■ Dataset entries ■
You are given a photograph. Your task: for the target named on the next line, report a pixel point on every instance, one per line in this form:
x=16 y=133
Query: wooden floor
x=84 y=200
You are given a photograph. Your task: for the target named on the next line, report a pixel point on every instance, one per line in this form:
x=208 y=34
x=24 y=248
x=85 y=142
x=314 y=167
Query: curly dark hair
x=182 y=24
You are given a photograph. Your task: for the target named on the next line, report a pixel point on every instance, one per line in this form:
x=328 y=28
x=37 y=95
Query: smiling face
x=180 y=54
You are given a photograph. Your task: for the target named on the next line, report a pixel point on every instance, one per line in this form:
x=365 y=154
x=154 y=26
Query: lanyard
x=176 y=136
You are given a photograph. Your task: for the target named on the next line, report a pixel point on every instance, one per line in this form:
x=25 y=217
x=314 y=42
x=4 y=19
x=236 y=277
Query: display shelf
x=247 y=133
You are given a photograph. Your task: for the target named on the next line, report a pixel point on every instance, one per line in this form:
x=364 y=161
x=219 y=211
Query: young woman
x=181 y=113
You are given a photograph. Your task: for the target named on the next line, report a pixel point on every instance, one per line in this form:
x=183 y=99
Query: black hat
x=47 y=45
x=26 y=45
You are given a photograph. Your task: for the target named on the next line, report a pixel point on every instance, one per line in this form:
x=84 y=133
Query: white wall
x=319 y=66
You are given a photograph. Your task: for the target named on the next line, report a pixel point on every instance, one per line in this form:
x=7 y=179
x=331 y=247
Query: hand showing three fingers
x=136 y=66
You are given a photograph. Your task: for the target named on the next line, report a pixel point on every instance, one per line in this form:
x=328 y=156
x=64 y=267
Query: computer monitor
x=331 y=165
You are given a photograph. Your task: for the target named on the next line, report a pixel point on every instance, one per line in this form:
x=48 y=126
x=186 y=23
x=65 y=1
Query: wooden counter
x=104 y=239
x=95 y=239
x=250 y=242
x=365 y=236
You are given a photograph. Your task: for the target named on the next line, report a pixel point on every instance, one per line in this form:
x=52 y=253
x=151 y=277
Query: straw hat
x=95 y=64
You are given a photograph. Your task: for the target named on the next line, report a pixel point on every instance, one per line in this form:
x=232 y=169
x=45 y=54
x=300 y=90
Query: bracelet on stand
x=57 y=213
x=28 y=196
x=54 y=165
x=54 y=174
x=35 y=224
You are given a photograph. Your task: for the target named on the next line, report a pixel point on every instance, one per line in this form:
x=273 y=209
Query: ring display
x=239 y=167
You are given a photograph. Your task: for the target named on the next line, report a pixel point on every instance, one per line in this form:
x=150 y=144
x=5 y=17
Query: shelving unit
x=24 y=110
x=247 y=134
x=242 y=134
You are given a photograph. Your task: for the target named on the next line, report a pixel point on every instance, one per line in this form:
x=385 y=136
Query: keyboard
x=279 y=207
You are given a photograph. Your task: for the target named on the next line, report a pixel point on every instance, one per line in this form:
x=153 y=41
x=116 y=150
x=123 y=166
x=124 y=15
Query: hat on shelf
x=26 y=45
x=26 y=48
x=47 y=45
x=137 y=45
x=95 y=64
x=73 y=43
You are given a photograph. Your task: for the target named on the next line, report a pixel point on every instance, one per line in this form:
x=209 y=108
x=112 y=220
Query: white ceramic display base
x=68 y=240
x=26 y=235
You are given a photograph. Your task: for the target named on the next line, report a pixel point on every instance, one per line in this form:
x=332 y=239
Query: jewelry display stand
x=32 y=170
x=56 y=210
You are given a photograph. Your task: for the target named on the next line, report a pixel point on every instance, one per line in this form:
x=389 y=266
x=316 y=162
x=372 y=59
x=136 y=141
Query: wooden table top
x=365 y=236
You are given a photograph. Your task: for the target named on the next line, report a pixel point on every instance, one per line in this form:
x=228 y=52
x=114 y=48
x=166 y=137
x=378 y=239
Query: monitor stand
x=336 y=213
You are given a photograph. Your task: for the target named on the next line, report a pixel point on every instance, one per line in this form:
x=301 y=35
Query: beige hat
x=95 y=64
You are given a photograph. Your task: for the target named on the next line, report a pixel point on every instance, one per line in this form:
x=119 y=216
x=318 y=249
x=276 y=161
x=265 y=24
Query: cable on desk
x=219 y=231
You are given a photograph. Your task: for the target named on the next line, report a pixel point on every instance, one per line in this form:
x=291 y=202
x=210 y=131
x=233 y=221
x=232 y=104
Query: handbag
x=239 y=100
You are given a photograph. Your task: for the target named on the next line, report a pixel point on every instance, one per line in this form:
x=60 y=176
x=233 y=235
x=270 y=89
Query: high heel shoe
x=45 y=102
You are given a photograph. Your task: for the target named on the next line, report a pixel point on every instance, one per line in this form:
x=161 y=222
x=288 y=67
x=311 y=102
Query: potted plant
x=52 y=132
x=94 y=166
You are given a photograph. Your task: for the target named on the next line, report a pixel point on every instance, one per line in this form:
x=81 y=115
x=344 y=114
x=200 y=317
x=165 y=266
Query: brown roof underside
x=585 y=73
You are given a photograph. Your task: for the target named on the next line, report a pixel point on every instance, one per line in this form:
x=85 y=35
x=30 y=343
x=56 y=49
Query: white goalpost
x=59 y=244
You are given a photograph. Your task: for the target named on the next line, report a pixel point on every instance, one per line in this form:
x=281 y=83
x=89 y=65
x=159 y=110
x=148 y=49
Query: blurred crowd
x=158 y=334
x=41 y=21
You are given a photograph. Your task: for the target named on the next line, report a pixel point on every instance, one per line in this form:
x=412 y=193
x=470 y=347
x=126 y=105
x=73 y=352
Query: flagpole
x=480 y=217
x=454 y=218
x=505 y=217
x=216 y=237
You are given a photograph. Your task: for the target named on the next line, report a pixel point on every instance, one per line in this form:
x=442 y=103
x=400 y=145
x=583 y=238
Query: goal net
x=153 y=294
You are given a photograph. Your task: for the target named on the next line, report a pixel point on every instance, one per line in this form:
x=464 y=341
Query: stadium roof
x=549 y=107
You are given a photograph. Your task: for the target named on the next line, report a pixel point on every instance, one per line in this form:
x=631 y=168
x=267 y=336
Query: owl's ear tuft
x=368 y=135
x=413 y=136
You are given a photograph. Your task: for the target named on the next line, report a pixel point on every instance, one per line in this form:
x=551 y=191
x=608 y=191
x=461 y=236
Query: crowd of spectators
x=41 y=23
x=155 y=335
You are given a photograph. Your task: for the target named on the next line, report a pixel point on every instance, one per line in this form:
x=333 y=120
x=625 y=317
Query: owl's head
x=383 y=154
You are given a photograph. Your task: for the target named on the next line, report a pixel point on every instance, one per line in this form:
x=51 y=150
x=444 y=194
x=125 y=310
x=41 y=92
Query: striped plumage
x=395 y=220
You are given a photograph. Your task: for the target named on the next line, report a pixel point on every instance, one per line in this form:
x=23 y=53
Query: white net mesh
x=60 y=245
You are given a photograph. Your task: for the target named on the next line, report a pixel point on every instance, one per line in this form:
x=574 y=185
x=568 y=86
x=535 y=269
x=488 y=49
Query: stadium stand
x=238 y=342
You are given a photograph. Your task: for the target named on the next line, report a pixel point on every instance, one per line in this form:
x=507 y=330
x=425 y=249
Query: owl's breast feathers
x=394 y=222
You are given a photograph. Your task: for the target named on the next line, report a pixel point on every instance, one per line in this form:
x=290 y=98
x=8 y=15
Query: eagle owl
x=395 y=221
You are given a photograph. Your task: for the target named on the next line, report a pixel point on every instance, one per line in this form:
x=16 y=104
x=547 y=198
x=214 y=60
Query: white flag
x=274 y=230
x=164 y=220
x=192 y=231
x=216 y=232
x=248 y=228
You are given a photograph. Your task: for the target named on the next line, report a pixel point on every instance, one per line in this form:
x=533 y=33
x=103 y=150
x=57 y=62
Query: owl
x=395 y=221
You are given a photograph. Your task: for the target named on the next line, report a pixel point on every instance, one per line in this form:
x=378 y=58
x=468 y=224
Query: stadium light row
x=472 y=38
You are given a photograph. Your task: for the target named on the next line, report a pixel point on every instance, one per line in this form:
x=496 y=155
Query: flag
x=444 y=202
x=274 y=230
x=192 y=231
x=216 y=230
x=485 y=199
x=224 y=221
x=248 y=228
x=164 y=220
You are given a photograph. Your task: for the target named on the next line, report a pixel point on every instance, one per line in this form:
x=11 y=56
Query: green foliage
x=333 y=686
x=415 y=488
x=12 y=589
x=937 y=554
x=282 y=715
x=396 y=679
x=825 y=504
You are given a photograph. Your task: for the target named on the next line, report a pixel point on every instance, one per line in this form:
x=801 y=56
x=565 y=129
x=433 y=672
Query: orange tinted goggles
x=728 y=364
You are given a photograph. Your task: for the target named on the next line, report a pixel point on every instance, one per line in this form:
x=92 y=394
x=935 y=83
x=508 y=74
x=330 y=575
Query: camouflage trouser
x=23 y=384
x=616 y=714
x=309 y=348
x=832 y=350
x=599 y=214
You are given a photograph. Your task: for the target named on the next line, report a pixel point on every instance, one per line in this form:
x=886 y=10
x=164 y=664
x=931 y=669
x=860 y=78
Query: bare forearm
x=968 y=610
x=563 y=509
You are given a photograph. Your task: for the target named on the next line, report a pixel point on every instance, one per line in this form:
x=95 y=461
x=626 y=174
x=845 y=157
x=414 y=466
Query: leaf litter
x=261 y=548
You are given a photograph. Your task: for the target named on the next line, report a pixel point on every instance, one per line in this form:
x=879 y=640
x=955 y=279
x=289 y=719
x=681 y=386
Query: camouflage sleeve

■ Problem to solve ■
Take the entries above and copy them exactly from the first line through the line with "x=331 y=247"; leave out every line after it.

■ Answer to this problem ■
You are given a photograph. Your task: for the target named on the next line, report a pixel point on every instance, one per line in this form:
x=16 y=133
Query: wooden floor
x=84 y=200
You are given a photograph. Your task: for the target named on the next line, report a pixel point on every instance, one per line in this form:
x=208 y=34
x=24 y=248
x=85 y=142
x=314 y=167
Query: curly dark hair
x=182 y=24
You are given a photograph. Your task: for the target named on the next line, report a pixel point on every instance, one per line in this form:
x=328 y=28
x=37 y=95
Query: smiling face
x=180 y=54
You are given a photograph. Your task: for the target named on the next line, report a pixel point on every instance, one per line in this form:
x=365 y=154
x=154 y=26
Query: lanyard
x=176 y=136
You are given a photograph. Your task: for the target named on the next line, report a pixel point on every instance, one per line in this form:
x=25 y=217
x=314 y=42
x=4 y=19
x=236 y=277
Query: display shelf
x=247 y=133
You are given a photograph. Your task: for the target named on the next line, report a pixel point on every instance, one per line in this form:
x=364 y=161
x=219 y=211
Query: young woman
x=181 y=113
You are given a photograph. Your task: for the target named on the next line, report a pixel point on every instance, one per line in this form:
x=183 y=99
Query: black hat
x=47 y=45
x=26 y=45
You are given a photograph. Your task: for the target named on the next line, report a pixel point on every instance, one per line in this form:
x=84 y=133
Query: white wall
x=319 y=66
You are given a photograph. Your task: for the target named on the next line, report a pixel point on every instance, one per line in this form:
x=7 y=179
x=331 y=247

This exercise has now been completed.